• **DIRECTION**: Extract the text of each entry below exactly, leaving every image behind.

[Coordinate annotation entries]

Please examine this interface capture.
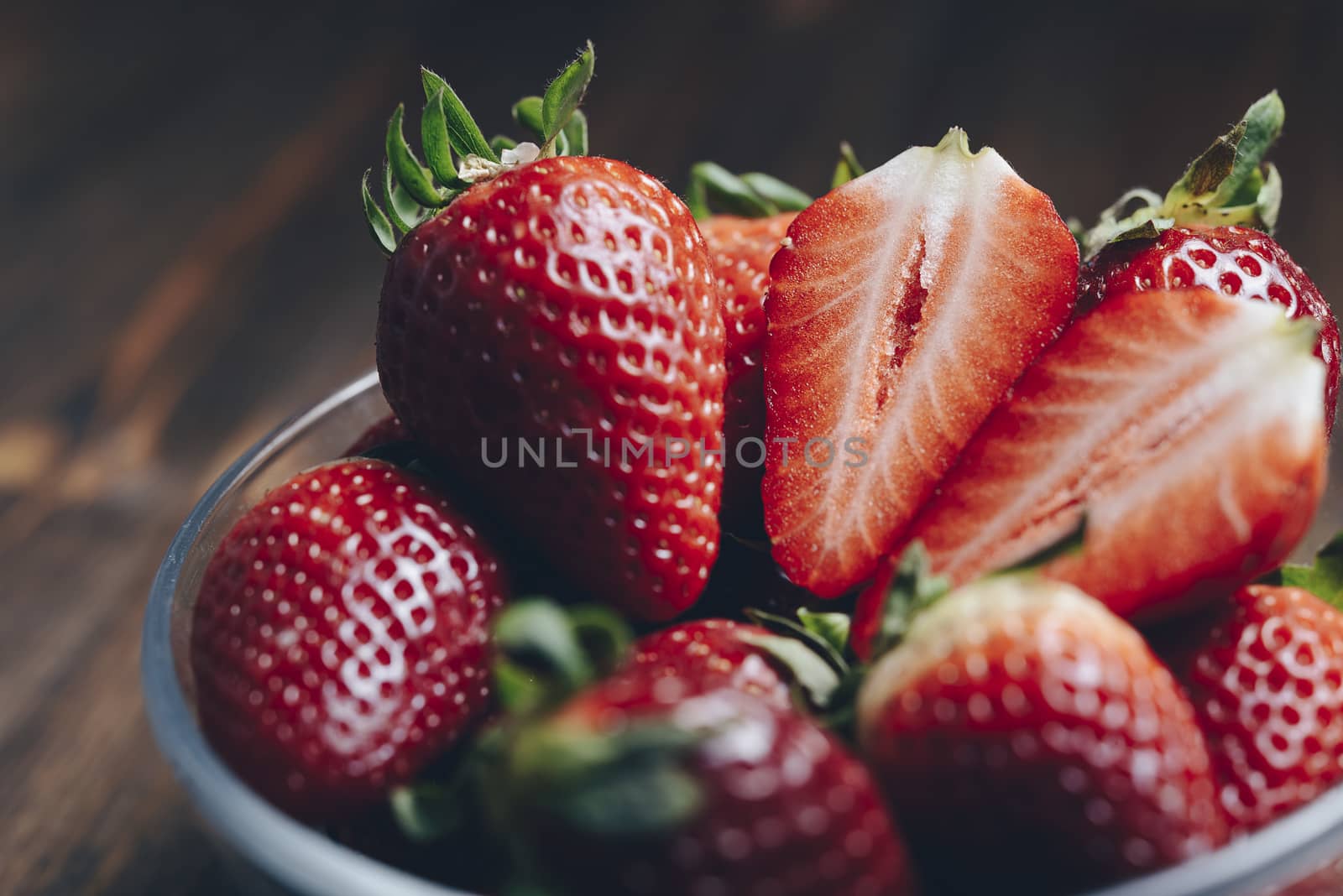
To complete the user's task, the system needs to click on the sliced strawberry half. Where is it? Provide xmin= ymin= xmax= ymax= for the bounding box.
xmin=763 ymin=128 xmax=1077 ymax=596
xmin=908 ymin=289 xmax=1325 ymax=616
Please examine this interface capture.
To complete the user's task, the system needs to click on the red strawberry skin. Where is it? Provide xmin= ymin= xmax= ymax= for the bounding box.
xmin=191 ymin=460 xmax=506 ymax=820
xmin=1077 ymin=227 xmax=1340 ymax=432
xmin=618 ymin=618 xmax=792 ymax=710
xmin=378 ymin=157 xmax=724 ymax=620
xmin=533 ymin=680 xmax=915 ymax=896
xmin=345 ymin=414 xmax=415 ymax=457
xmin=881 ymin=289 xmax=1325 ymax=618
xmin=763 ymin=130 xmax=1077 ymax=596
xmin=700 ymin=212 xmax=797 ymax=535
xmin=694 ymin=538 xmax=816 ymax=618
xmin=1171 ymin=585 xmax=1343 ymax=833
xmin=858 ymin=576 xmax=1226 ymax=893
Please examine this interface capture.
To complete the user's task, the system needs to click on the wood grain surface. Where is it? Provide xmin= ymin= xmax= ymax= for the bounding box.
xmin=0 ymin=0 xmax=1343 ymax=896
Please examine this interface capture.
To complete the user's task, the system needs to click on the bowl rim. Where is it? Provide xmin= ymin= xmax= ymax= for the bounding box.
xmin=139 ymin=370 xmax=1343 ymax=896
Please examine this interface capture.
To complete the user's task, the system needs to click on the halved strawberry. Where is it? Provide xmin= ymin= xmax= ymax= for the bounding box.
xmin=886 ymin=289 xmax=1325 ymax=616
xmin=1077 ymin=91 xmax=1340 ymax=432
xmin=763 ymin=128 xmax=1077 ymax=596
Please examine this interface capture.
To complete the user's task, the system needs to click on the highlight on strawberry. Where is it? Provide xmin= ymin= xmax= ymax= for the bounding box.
xmin=365 ymin=47 xmax=725 ymax=620
xmin=170 ymin=38 xmax=1343 ymax=896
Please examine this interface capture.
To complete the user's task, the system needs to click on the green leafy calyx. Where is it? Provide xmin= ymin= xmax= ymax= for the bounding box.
xmin=1267 ymin=531 xmax=1343 ymax=610
xmin=871 ymin=540 xmax=951 ymax=659
xmin=361 ymin=43 xmax=593 ymax=253
xmin=493 ymin=596 xmax=631 ymax=716
xmin=1079 ymin=91 xmax=1285 ymax=258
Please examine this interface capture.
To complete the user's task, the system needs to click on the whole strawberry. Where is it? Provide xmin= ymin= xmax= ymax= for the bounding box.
xmin=1171 ymin=531 xmax=1343 ymax=831
xmin=191 ymin=460 xmax=505 ymax=820
xmin=700 ymin=212 xmax=797 ymax=535
xmin=505 ymin=676 xmax=915 ymax=896
xmin=858 ymin=563 xmax=1226 ymax=893
xmin=1077 ymin=91 xmax=1339 ymax=432
xmin=687 ymin=162 xmax=811 ymax=537
xmin=374 ymin=49 xmax=724 ymax=620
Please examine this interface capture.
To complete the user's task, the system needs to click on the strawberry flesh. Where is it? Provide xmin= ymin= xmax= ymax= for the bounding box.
xmin=881 ymin=289 xmax=1325 ymax=617
xmin=763 ymin=130 xmax=1077 ymax=596
xmin=1077 ymin=227 xmax=1340 ymax=432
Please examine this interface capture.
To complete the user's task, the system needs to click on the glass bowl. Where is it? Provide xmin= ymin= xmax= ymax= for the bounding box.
xmin=139 ymin=372 xmax=1343 ymax=896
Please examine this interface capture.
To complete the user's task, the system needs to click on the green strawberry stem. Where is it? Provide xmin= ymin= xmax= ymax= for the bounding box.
xmin=361 ymin=42 xmax=595 ymax=253
xmin=685 ymin=142 xmax=864 ymax=221
xmin=871 ymin=540 xmax=951 ymax=660
xmin=1081 ymin=90 xmax=1287 ymax=258
xmin=494 ymin=596 xmax=631 ymax=715
xmin=1264 ymin=531 xmax=1343 ymax=610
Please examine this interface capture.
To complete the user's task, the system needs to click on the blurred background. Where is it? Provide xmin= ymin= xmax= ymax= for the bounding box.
xmin=0 ymin=0 xmax=1343 ymax=894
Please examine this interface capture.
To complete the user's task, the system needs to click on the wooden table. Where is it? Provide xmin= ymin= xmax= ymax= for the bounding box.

• **RESULT OF THIS EXERCISE**:
Please examine this interface capture.
To complete the user's task, the system needs to click on the sliced strawberry half. Where is it? Provide xmin= ymin= xmax= ymax= for the bounding box.
xmin=763 ymin=128 xmax=1077 ymax=596
xmin=908 ymin=289 xmax=1325 ymax=616
Please examine this interface capture.
To complete the user's task, the system needs to click on the red strawberry skin. Where is it? Provide xmin= ymin= xmax= ymax= for the bounding box.
xmin=191 ymin=460 xmax=506 ymax=820
xmin=1077 ymin=227 xmax=1340 ymax=432
xmin=618 ymin=618 xmax=792 ymax=710
xmin=378 ymin=157 xmax=724 ymax=620
xmin=533 ymin=680 xmax=915 ymax=896
xmin=345 ymin=414 xmax=415 ymax=457
xmin=881 ymin=289 xmax=1325 ymax=618
xmin=763 ymin=130 xmax=1077 ymax=596
xmin=700 ymin=212 xmax=797 ymax=535
xmin=694 ymin=538 xmax=816 ymax=618
xmin=1171 ymin=585 xmax=1343 ymax=833
xmin=858 ymin=576 xmax=1226 ymax=893
Please examine this interface capture.
To complete the user's task, the system needs to click on the wood grain surface. Where is it? Provide xmin= ymin= xmax= ymax= for the bounding box.
xmin=0 ymin=0 xmax=1343 ymax=896
Please examine this interface capture.
To complete the user's task, the system needs to click on the bowl rim. Where is it? Provide xmin= ymin= xmax= ymax= for the bounding box.
xmin=139 ymin=370 xmax=1343 ymax=896
Please examine this interface capture.
To complete the user's task, the system needs to click on the halved strawberry. Where is it? Provide xmin= ymin= xmax= ymax= for the bounding box.
xmin=886 ymin=289 xmax=1325 ymax=616
xmin=1077 ymin=91 xmax=1340 ymax=432
xmin=763 ymin=128 xmax=1077 ymax=596
Please examine this interface capture.
To complete the user's task, the system needs to click on the highlight on strawberry. Where is it? Provide xmin= ymin= xmax= ymax= for the bounding box.
xmin=365 ymin=47 xmax=725 ymax=620
xmin=170 ymin=38 xmax=1343 ymax=896
Please examine this interface capture.
To complete the user's task, the system needs to click on the green leafy calyx. Where is it? Provide xmin= ymin= xmax= ymax= for the bounding box.
xmin=1267 ymin=531 xmax=1343 ymax=610
xmin=871 ymin=540 xmax=951 ymax=659
xmin=361 ymin=43 xmax=593 ymax=253
xmin=493 ymin=596 xmax=631 ymax=716
xmin=1079 ymin=91 xmax=1285 ymax=258
Please examine this interface capture.
To complete the user's task, the system needs to click on the whole strawberry. Where is it? Provide xmin= ymin= xmax= ymax= for the bounding box.
xmin=1171 ymin=531 xmax=1343 ymax=831
xmin=191 ymin=460 xmax=505 ymax=820
xmin=700 ymin=212 xmax=797 ymax=535
xmin=505 ymin=676 xmax=915 ymax=896
xmin=858 ymin=563 xmax=1226 ymax=893
xmin=1077 ymin=91 xmax=1339 ymax=432
xmin=687 ymin=162 xmax=811 ymax=537
xmin=374 ymin=49 xmax=724 ymax=620
Please examine this interface capture.
To complete the user's task, the system needs to click on the strawberry flesh. Where is it? Provide xmin= ymin= xmax= ymax= for the bounding box.
xmin=881 ymin=289 xmax=1325 ymax=617
xmin=763 ymin=130 xmax=1077 ymax=596
xmin=1077 ymin=227 xmax=1340 ymax=432
Please examine this interface capture.
To complete the user's task, the system needs to click on the glass bowl. Where is it? Provide xmin= ymin= xmax= ymax= for the bounding box.
xmin=139 ymin=372 xmax=1343 ymax=896
Please examine this interface capture.
To complete the user's task, the system needs to click on the green strawberry stem. Where is it? Provide xmin= ymin= xmax= ymax= for the bounding box.
xmin=361 ymin=42 xmax=595 ymax=253
xmin=685 ymin=142 xmax=864 ymax=221
xmin=871 ymin=540 xmax=951 ymax=660
xmin=1081 ymin=90 xmax=1287 ymax=258
xmin=494 ymin=596 xmax=631 ymax=715
xmin=1264 ymin=531 xmax=1343 ymax=610
Please examine this interface capture.
To complete the user's task, the system needs to click on the blurred background. Where is it? Provide xmin= ymin= xmax= ymax= for the bounding box.
xmin=0 ymin=0 xmax=1343 ymax=894
Please examine this interface capture.
To complete the user's task, the system needs to click on the wooden table. Where is it? Provide xmin= ymin= xmax= ymax= for the bounding box.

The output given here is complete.